• _Task objective_: Express the rows as a Markdown table with columns headed No. and Row line, covering everything from the start of the rows through the line containing "Query: judge in black robe", both ends included. Omit the pictures and any blank lines.
──────
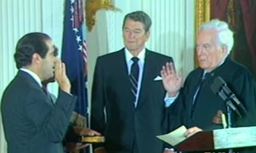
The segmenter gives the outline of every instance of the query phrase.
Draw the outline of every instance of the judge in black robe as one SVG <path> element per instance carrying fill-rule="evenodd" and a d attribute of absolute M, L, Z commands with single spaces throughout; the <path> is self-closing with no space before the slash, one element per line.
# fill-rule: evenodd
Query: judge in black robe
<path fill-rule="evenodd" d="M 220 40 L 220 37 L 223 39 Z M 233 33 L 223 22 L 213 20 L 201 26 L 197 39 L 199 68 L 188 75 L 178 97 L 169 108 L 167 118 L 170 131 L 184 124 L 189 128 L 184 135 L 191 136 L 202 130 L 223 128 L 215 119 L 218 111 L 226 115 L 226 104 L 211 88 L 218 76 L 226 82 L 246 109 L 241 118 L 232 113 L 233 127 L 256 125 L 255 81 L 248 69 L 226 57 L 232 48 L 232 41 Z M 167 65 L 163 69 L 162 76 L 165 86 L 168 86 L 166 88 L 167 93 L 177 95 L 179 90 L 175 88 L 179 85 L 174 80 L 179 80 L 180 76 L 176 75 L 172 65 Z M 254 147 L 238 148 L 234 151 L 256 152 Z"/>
──────
• _The reply_:
| No. | Row line |
|---|---|
| 1 | The segmenter gives the outline of every instance of the query phrase. |
| 2 | Draw the outline of every instance of the judge in black robe as one SVG <path> element per instance carrying fill-rule="evenodd" and a d attribute of absolute M, L, Z commands with single spaces throughout; the <path> is self-closing with no space before the slash, one element per line. |
| 3 | # fill-rule: evenodd |
| 4 | Query: judge in black robe |